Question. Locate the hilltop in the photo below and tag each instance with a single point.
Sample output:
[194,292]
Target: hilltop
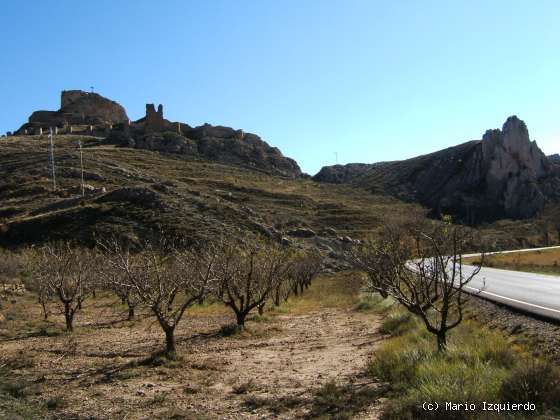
[504,175]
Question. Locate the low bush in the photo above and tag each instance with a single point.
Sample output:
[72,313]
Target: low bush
[373,302]
[479,366]
[397,323]
[537,382]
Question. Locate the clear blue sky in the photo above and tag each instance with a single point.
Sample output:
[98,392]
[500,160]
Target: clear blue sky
[371,80]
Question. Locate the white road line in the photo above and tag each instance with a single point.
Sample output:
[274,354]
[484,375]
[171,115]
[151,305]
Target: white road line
[514,300]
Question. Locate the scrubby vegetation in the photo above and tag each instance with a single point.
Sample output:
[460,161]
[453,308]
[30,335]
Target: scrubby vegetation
[541,261]
[479,366]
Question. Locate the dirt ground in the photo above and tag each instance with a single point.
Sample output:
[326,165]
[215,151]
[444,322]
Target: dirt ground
[304,362]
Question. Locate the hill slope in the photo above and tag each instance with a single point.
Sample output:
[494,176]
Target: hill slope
[138,192]
[504,175]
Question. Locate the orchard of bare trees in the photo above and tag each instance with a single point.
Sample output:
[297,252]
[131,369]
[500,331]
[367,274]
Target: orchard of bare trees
[421,268]
[165,278]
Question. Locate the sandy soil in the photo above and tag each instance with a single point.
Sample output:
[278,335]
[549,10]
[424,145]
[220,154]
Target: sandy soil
[273,371]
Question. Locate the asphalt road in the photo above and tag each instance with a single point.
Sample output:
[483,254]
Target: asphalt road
[534,293]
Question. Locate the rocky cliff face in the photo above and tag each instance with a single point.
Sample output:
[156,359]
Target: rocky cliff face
[94,108]
[218,143]
[77,108]
[340,174]
[504,175]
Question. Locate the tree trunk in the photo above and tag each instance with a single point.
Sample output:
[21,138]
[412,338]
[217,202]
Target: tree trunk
[240,319]
[45,311]
[69,317]
[442,342]
[170,350]
[130,313]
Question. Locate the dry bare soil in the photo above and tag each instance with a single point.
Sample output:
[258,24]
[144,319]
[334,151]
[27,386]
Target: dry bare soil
[275,369]
[544,261]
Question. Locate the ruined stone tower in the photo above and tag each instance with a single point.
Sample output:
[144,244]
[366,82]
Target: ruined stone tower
[154,120]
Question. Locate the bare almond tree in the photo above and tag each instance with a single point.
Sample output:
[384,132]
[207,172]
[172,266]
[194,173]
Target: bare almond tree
[248,274]
[421,270]
[164,279]
[65,273]
[305,269]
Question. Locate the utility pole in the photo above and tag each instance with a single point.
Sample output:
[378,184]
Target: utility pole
[52,158]
[81,166]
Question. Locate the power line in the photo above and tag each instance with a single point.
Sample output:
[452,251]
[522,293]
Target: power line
[52,158]
[81,166]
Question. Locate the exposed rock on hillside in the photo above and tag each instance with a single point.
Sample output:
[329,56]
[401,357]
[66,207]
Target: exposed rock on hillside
[77,108]
[222,144]
[502,175]
[340,174]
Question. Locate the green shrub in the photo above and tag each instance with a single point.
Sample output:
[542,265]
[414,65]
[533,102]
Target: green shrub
[535,382]
[397,323]
[374,302]
[397,360]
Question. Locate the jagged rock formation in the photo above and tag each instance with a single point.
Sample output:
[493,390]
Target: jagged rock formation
[223,144]
[504,175]
[341,174]
[77,108]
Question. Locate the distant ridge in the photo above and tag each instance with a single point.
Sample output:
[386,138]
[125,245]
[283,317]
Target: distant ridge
[504,175]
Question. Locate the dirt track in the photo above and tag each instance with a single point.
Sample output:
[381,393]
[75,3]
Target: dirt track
[273,372]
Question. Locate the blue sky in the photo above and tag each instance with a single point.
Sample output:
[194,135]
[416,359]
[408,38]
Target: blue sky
[371,80]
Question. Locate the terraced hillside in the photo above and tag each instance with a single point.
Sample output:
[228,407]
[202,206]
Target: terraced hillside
[136,192]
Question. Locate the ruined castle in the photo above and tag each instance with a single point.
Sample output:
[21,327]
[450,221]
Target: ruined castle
[80,112]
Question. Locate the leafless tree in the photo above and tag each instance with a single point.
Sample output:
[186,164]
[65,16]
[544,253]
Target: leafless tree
[423,271]
[305,268]
[248,274]
[63,272]
[164,279]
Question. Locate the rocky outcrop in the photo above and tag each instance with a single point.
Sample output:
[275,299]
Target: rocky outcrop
[77,108]
[219,143]
[90,108]
[340,174]
[504,175]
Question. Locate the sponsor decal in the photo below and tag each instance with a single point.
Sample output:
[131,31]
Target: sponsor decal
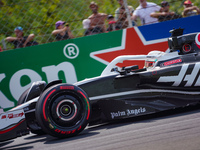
[197,40]
[71,51]
[171,62]
[128,112]
[12,115]
[187,79]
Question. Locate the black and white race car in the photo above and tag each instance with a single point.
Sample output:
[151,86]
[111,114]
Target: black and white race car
[168,80]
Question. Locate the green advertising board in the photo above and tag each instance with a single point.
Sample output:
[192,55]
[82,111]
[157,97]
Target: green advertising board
[68,60]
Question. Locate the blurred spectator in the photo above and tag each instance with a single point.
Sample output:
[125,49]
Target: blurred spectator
[144,10]
[189,9]
[121,16]
[165,14]
[97,20]
[86,26]
[20,40]
[62,31]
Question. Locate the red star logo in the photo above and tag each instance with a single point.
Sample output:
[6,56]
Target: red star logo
[132,44]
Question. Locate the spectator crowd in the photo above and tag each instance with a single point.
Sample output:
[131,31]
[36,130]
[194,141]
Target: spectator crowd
[124,16]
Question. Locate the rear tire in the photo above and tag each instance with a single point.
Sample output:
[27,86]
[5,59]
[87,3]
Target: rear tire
[63,110]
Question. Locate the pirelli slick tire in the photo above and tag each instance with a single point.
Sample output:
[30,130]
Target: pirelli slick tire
[63,110]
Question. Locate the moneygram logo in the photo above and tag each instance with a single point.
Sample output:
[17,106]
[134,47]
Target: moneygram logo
[71,51]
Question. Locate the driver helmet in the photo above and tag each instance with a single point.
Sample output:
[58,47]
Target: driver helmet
[150,62]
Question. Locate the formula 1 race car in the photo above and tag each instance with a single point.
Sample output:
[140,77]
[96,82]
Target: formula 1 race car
[168,80]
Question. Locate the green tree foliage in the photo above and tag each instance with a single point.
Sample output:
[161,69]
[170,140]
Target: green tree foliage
[39,16]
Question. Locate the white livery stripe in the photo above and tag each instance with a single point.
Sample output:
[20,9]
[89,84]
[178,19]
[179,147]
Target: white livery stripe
[142,91]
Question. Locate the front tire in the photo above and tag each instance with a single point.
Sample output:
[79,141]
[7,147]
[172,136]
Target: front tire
[63,110]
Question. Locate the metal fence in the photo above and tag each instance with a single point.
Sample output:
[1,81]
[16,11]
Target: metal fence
[39,16]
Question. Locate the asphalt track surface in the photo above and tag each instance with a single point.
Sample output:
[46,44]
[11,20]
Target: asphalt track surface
[178,130]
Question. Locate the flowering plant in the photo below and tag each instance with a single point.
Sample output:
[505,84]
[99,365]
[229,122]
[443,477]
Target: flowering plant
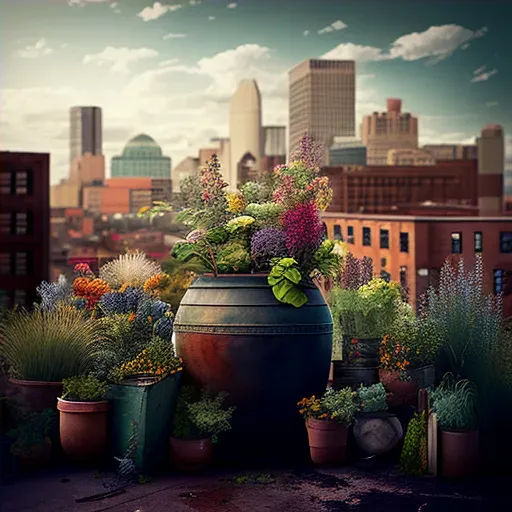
[340,406]
[272,227]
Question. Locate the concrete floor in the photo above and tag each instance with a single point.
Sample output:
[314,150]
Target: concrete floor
[306,490]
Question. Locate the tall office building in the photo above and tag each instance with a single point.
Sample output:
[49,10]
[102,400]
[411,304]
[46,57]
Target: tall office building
[85,132]
[322,101]
[245,133]
[382,131]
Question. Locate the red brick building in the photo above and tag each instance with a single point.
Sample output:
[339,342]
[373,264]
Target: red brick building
[412,249]
[24,226]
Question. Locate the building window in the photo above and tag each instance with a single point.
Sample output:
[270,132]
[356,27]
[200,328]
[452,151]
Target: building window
[384,239]
[479,241]
[350,234]
[457,243]
[404,242]
[498,281]
[367,236]
[506,241]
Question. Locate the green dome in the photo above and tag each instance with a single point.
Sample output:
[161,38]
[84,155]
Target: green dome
[142,146]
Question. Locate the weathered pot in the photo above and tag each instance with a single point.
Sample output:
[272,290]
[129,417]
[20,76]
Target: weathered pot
[424,376]
[143,406]
[400,392]
[35,396]
[235,336]
[83,429]
[377,433]
[459,453]
[327,441]
[190,454]
[353,376]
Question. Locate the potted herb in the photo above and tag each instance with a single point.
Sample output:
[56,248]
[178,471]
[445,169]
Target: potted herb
[255,300]
[376,431]
[327,421]
[199,420]
[83,418]
[44,346]
[32,446]
[455,404]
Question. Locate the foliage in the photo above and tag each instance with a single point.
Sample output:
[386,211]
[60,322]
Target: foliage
[201,415]
[372,398]
[84,388]
[50,345]
[284,277]
[32,432]
[413,459]
[340,406]
[456,404]
[133,268]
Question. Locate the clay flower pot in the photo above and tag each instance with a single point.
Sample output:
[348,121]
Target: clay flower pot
[190,454]
[459,453]
[327,441]
[401,392]
[83,429]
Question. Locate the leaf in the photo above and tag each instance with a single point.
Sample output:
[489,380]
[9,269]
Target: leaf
[293,275]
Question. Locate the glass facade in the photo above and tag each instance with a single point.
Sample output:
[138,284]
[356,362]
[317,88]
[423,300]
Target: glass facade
[142,157]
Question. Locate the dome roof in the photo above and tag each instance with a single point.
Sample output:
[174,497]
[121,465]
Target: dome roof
[142,146]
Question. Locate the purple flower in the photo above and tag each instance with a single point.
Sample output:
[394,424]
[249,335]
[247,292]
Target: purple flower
[266,244]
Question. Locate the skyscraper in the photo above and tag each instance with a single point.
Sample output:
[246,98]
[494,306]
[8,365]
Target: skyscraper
[322,101]
[85,132]
[393,129]
[245,132]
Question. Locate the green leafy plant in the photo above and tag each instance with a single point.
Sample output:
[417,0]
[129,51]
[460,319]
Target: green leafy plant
[413,459]
[50,345]
[200,415]
[284,278]
[84,389]
[372,398]
[32,432]
[456,404]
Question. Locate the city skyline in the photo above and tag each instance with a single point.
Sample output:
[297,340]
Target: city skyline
[169,69]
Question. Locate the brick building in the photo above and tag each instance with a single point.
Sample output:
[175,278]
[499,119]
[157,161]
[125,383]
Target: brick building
[24,226]
[412,249]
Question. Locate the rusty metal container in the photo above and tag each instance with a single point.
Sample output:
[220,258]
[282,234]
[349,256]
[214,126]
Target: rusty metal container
[235,336]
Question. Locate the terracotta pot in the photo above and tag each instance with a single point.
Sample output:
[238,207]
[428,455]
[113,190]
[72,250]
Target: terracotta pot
[191,454]
[35,396]
[36,457]
[327,441]
[400,392]
[459,453]
[83,429]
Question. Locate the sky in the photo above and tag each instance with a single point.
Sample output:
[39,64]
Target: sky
[169,68]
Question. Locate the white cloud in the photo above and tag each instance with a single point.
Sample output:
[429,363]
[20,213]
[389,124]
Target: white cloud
[33,51]
[436,43]
[172,35]
[119,59]
[483,76]
[336,25]
[157,10]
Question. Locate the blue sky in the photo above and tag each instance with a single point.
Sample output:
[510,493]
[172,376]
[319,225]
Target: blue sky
[169,68]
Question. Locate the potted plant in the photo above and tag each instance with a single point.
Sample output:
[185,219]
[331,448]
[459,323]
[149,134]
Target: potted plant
[44,346]
[197,424]
[394,362]
[455,404]
[376,431]
[83,418]
[255,301]
[327,421]
[32,446]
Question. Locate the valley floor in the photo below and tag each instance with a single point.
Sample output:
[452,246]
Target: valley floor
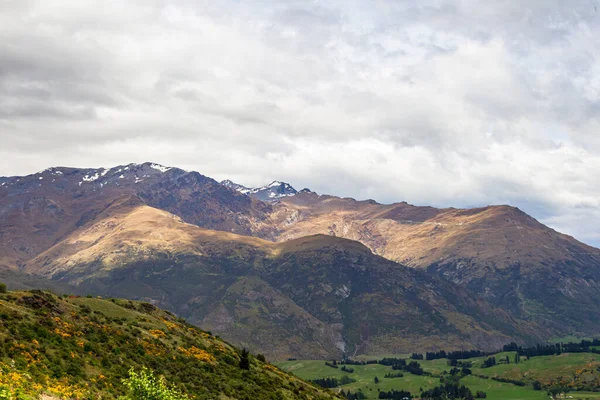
[545,369]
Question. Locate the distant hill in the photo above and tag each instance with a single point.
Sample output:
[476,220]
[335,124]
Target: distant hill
[77,347]
[97,229]
[271,192]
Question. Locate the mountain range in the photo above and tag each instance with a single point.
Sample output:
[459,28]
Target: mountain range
[294,273]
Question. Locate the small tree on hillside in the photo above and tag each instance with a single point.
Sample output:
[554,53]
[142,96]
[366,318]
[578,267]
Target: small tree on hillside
[245,359]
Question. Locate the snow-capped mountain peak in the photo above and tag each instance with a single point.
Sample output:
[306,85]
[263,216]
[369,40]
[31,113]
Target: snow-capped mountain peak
[271,192]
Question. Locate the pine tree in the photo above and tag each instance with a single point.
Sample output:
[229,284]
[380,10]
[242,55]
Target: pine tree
[245,359]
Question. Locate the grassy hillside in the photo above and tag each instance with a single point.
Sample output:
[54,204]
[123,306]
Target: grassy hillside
[579,372]
[314,297]
[78,347]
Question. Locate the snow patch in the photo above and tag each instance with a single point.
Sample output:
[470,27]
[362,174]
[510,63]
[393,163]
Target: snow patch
[92,178]
[159,167]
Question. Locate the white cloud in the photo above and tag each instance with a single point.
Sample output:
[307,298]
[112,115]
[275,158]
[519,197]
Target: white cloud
[449,103]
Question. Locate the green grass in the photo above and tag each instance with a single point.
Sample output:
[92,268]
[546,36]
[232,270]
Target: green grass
[84,347]
[568,339]
[499,390]
[364,375]
[585,395]
[542,368]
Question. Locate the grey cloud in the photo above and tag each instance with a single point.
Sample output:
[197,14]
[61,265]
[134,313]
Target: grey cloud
[449,103]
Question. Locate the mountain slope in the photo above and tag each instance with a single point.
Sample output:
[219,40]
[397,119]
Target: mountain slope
[73,347]
[508,257]
[317,296]
[38,210]
[271,192]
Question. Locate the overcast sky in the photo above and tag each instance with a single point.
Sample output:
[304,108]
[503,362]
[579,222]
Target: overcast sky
[444,103]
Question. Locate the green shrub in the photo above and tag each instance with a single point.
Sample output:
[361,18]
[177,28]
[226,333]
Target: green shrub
[146,386]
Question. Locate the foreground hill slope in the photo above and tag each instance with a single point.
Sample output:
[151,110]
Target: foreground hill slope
[313,297]
[72,347]
[514,262]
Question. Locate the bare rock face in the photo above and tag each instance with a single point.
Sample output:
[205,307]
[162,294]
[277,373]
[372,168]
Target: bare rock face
[220,255]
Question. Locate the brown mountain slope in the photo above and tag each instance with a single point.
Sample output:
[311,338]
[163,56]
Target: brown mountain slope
[39,210]
[500,252]
[316,296]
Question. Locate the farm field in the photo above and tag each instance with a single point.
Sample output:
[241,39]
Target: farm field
[545,369]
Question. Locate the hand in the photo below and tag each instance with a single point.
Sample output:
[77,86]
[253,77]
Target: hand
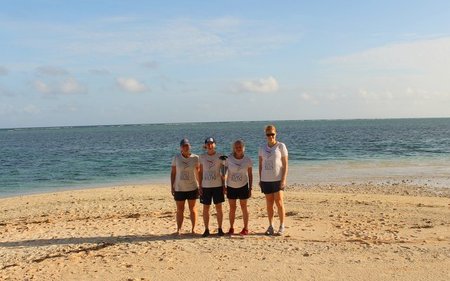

*WHAT IS NEEDED*. Return verbatim every line from the line containing "Question. Locate the brown" to the last line of the entries above, inclusive, and leave out the pictures.

*FINISHED EXERCISE*.
Question. Locate the brown mountain slope in the photo above and tag each instance with a single point.
Sample output:
[311,338]
[163,56]
Target: brown mountain slope
[39,210]
[500,252]
[316,296]
Question. Locate the farm field in the photo above and tag each instance with a single point.
Sample output:
[241,39]
Target: farm field
[545,369]
Question. Locate the hand in the photo below and tag each instance with a single point.
Sample output:
[77,86]
[253,77]
Target: hand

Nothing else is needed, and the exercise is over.